**WRITTEN PROBLEM A:**
Report each line of the records below that contains the word "parsley".

**DOCUMENT SECTION:**
::::

8K

UNITED STATES
SECURITIES AND EXCHANGE COMMISSION

Washington, D.C. 20549

FORM 8-K

CURRENT REPORT
Pursuant to Section 13 OR 15(d) of The Securities Exchange Act of 1934

Date of Report (Date of earliest event reported): September 23, 2004


FIVE STAR QUALITY CARE, INC.
(Exact Name of Registrant as Specified in Its Charter)

Maryland
(State or Other Jurisdiction of Incorporation)

  

1-16817
(Commission File Number)
04-3516029
(I.R.S. Employer Identification No.)


400 Centre Street, Newton, Massachusetts
(Address of Principal Executive Offices)
02458
(Zip Code)


617-796-8387
(Registrant’s Telephone Number, Including Area Code)

(Former Name or Former Address, if Changed Since Last Report)

::::

**GIVEN RECORDS:**
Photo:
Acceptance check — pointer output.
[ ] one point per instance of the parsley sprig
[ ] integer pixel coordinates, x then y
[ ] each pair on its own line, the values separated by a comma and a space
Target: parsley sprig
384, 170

::::

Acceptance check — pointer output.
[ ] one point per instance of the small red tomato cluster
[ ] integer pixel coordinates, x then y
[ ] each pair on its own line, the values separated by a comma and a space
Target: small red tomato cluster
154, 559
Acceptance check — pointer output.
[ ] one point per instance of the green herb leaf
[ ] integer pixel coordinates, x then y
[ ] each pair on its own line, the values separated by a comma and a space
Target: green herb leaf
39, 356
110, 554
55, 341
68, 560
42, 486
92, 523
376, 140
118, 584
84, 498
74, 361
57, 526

::::

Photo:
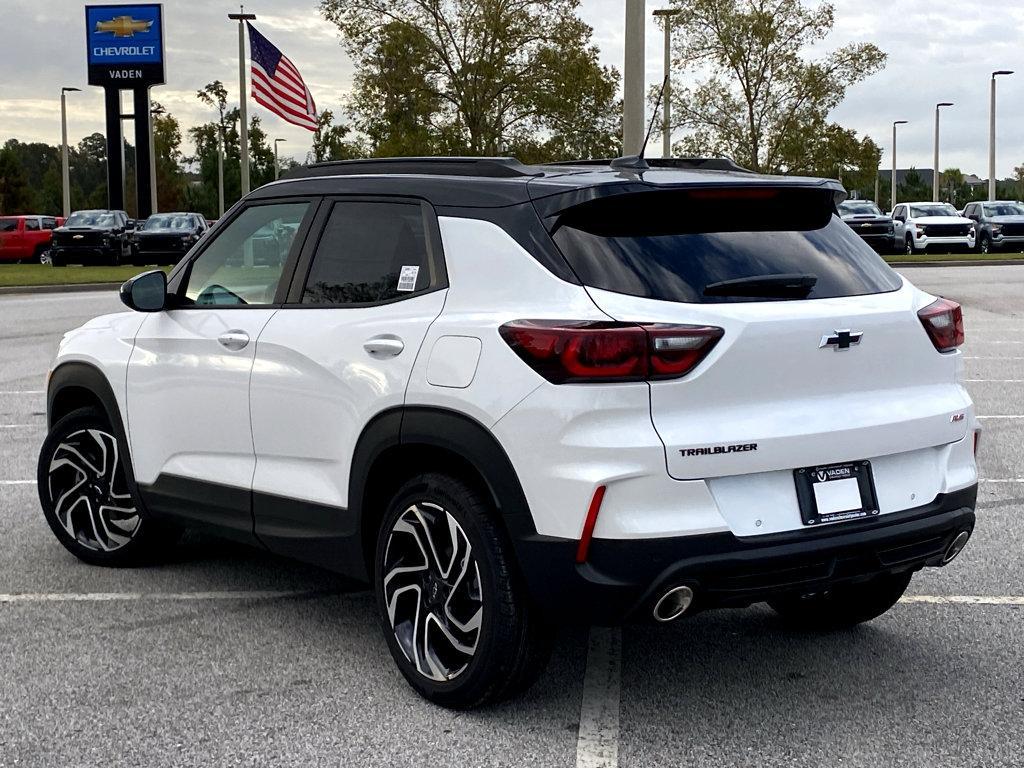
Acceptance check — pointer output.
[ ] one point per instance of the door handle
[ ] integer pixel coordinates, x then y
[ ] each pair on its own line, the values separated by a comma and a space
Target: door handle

::::

**WRITTEN PROBLEM B:**
Continue the Five Star Quality Care Form 8-K cover page above from where it stops.

**TASK RESPONSE A:**
[ ] one point per instance of the parsley sprig
Target: parsley sprig

**TASK RESPONSE B:**
        Check the appropriate box below if the Form 8-K filing is intended to simultaneously satisfy the filing obligation of the registrant under any of the following provisions (see General Instruction A.2. below):

  Written communications pursuant to Rule 425 under the Securities Act (17 CFR 230.425)

  Soliciting material pursuant to Rule 14a-12 under the Exchange Act (17 CFR 240.14a-12)

  Pre-commencement communications pursuant to Rule 14d-2(b) under the Exchange Act (17 CFR 240.14d-2(b))

  Pre-commencement communications pursuant to Rule 13e-4(c) under the Exchange Act (17 CFR 240.13e-4(c))

Item 1.01.  Entry into a Material Definitive Agreement.

        On September 23, 2004, we entered into an agreement to acquire LTA Holdings, Inc., or LTA, for $208 million.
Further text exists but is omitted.